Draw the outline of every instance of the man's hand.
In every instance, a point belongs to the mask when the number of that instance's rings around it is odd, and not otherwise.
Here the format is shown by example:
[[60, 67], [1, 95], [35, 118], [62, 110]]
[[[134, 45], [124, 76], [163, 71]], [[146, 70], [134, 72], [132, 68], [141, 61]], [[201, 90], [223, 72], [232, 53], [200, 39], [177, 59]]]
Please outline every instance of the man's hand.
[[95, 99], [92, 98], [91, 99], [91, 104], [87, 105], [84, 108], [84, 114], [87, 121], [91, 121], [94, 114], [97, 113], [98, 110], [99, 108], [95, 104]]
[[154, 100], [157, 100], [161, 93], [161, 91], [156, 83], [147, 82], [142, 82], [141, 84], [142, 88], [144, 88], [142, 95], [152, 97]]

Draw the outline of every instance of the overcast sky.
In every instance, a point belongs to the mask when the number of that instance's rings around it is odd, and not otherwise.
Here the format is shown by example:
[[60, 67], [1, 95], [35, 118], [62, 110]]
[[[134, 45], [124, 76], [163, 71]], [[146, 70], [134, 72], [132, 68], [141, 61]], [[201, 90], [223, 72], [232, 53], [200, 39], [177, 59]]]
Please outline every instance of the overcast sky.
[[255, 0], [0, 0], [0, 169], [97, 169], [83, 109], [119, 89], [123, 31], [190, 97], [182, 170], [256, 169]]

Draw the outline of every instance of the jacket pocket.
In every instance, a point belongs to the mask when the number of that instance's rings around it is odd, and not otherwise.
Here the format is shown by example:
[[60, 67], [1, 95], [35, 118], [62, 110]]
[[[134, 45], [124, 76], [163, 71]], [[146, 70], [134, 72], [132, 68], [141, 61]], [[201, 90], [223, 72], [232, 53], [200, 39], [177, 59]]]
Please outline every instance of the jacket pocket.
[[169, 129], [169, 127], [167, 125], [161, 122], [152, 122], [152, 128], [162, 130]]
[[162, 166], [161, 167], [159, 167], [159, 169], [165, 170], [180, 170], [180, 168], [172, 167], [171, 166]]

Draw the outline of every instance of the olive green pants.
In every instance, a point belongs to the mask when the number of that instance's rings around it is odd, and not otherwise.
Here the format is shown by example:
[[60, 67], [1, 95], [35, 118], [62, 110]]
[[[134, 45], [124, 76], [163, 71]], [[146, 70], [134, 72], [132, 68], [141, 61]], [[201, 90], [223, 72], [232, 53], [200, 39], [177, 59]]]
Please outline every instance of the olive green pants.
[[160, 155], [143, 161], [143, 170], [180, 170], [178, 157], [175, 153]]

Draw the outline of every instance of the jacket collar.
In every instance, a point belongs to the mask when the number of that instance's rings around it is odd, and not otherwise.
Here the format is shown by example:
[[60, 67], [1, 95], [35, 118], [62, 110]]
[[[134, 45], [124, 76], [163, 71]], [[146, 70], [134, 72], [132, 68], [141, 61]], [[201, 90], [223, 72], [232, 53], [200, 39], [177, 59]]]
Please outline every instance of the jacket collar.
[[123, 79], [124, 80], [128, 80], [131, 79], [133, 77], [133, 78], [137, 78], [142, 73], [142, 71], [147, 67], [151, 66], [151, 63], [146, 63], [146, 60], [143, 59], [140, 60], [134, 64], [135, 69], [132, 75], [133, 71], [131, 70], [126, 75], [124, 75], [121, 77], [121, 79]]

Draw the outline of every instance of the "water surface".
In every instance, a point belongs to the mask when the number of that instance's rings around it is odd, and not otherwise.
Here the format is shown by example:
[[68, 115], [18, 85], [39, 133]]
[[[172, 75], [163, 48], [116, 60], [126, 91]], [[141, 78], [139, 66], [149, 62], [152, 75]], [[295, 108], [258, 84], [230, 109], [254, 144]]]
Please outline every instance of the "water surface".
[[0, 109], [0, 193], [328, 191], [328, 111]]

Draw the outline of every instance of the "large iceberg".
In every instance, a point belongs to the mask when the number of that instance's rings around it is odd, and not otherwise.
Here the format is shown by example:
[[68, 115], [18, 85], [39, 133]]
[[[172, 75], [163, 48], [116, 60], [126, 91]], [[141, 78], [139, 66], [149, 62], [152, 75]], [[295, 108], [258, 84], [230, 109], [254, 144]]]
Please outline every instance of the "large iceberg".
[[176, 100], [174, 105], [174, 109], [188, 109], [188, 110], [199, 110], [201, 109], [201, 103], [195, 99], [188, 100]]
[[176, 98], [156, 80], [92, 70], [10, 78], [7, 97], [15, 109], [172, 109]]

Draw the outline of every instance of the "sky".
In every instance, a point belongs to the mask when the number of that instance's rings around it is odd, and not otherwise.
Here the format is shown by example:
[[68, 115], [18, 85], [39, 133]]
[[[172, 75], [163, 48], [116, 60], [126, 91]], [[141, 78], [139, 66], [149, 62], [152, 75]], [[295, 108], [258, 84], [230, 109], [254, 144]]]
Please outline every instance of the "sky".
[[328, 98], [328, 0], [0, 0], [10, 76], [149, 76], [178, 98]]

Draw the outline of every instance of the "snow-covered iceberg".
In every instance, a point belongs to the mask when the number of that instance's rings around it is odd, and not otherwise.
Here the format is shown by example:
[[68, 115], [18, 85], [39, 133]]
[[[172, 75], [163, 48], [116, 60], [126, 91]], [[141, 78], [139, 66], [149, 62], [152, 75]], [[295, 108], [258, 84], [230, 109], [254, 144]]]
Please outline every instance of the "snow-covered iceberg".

====

WHAT IS ASKED >> Retype every one of the lines above verbatim.

COMPLETE OUTPUT >>
Draw the outline of every instance of the man's hand.
In every instance, a point belongs to the mask when the number of that instance's rings around it is odd, and not otherwise.
Here the format is shown by example:
[[60, 67], [1, 95], [35, 118], [62, 110]]
[[[134, 45], [124, 76], [163, 71]], [[146, 70], [134, 72], [132, 68], [141, 61]], [[201, 90], [223, 72], [232, 53], [200, 39], [177, 59]]]
Please outline every instance of the man's hand.
[[95, 99], [92, 98], [91, 99], [91, 104], [87, 105], [84, 108], [84, 114], [87, 121], [91, 121], [94, 114], [97, 113], [98, 110], [99, 108], [95, 104]]
[[154, 100], [157, 100], [161, 93], [161, 91], [156, 83], [147, 82], [142, 82], [141, 84], [142, 88], [144, 88], [142, 95], [152, 97]]

Draw the outline of every instance of the overcast sky.
In every instance, a point belongs to the mask when the number of that instance's rings around it is odd, and not otherwise.
Here the format is shown by example:
[[60, 67], [1, 95], [35, 118], [62, 110]]
[[[134, 45], [124, 76], [163, 71]], [[146, 70], [134, 72], [132, 68], [141, 61]], [[201, 90], [223, 72], [232, 53], [200, 39], [177, 59]]]
Please outline every instance of the overcast sky.
[[255, 0], [0, 0], [0, 169], [97, 169], [83, 109], [119, 89], [123, 31], [190, 97], [182, 170], [256, 169]]

Draw the outline of every instance of the jacket pocket.
In every instance, a point belongs to the mask when the number of that instance's rings around it is odd, and not otherwise.
Here the format is shown by example:
[[60, 67], [1, 95], [35, 118], [62, 110]]
[[[134, 45], [124, 76], [163, 71]], [[146, 70], [134, 72], [132, 68], [141, 61]], [[201, 90], [223, 72], [232, 53], [200, 39], [177, 59]]]
Please outline every instance of the jacket pocket.
[[169, 129], [169, 127], [167, 125], [161, 122], [152, 122], [152, 128], [162, 130]]
[[162, 166], [161, 167], [159, 167], [159, 169], [165, 170], [180, 170], [180, 168], [172, 167], [171, 166]]

Draw the outline of every instance of the olive green pants.
In every instance, a point belongs to the mask when the number of that instance's rings around it is odd, and not otherwise.
Here the format is shown by example:
[[60, 67], [1, 95], [35, 118], [62, 110]]
[[[134, 45], [124, 76], [163, 71]], [[146, 70], [134, 72], [132, 68], [141, 61]], [[201, 90], [223, 72], [232, 53], [200, 39], [177, 59]]]
Please outline every instance of the olive green pants.
[[160, 155], [143, 161], [143, 170], [180, 170], [178, 157], [175, 153]]

Draw the outline of every instance of the jacket collar.
In every instance, a point belongs to the mask when the number of that instance's rings around it is odd, and not otherwise.
Here the format is shown by example:
[[60, 67], [1, 95], [35, 118], [62, 110]]
[[[134, 45], [124, 76], [163, 71]], [[146, 70], [134, 72], [132, 68], [141, 61]], [[201, 90], [223, 72], [232, 53], [200, 39], [177, 59]]]
Please outline every instance of the jacket collar.
[[123, 79], [124, 80], [128, 80], [131, 79], [133, 77], [133, 78], [137, 78], [142, 73], [142, 71], [147, 67], [151, 66], [151, 63], [146, 63], [146, 60], [143, 59], [140, 60], [134, 64], [135, 69], [132, 75], [133, 71], [131, 70], [126, 75], [124, 75], [121, 77], [121, 79]]

Draw the outline of every instance of the "water surface".
In every instance, a point belongs to the mask when the number of that instance's rings around it is odd, and not otherwise.
Here the format is shown by example:
[[68, 115], [18, 85], [39, 133]]
[[[172, 75], [163, 48], [116, 60], [126, 91]], [[141, 78], [139, 66], [149, 62], [152, 75]], [[295, 108], [258, 84], [230, 109], [254, 144]]]
Please outline every instance of the "water surface".
[[0, 109], [0, 193], [328, 191], [328, 111]]

Draw the outline of every instance of the "large iceberg".
In every instance, a point belongs to the mask when the number of that instance's rings around it is odd, and not otherwise.
Here the format is shown by example:
[[68, 115], [18, 85], [39, 133]]
[[[172, 75], [163, 48], [116, 60], [126, 91]], [[141, 78], [139, 66], [149, 62], [152, 75]], [[295, 108], [258, 84], [230, 109], [254, 144]]]
Please outline every instance of the "large iceberg".
[[176, 100], [174, 105], [174, 109], [188, 109], [188, 110], [199, 110], [201, 109], [201, 103], [195, 99], [188, 100]]
[[176, 98], [156, 80], [92, 70], [10, 78], [7, 97], [15, 109], [172, 109]]

Draw the outline of every instance of the "sky".
In every instance, a point belongs to the mask when the number of that instance's rings around it is odd, and not otherwise.
Here the format is shown by example:
[[68, 115], [18, 85], [39, 133]]
[[[172, 75], [163, 48], [116, 60], [126, 91]], [[141, 78], [139, 66], [149, 62], [152, 75]], [[295, 108], [258, 84], [230, 109], [254, 144]]]
Please outline every instance of the "sky".
[[328, 98], [328, 0], [0, 0], [10, 76], [149, 76], [178, 98]]

Draw the outline of every instance of the "snow-covered iceberg".
In every instance, a point belongs to the mask when the number of that instance's rings around it is odd, and not otherwise.
Here the format is shown by example:
[[68, 115], [18, 85], [39, 133]]
[[[172, 75], [163, 48], [116, 60], [126, 91]], [[141, 78], [139, 66], [149, 62], [152, 75]], [[295, 108], [258, 84], [230, 109], [254, 144]]]
Please outline every instance of the "snow-covered iceberg".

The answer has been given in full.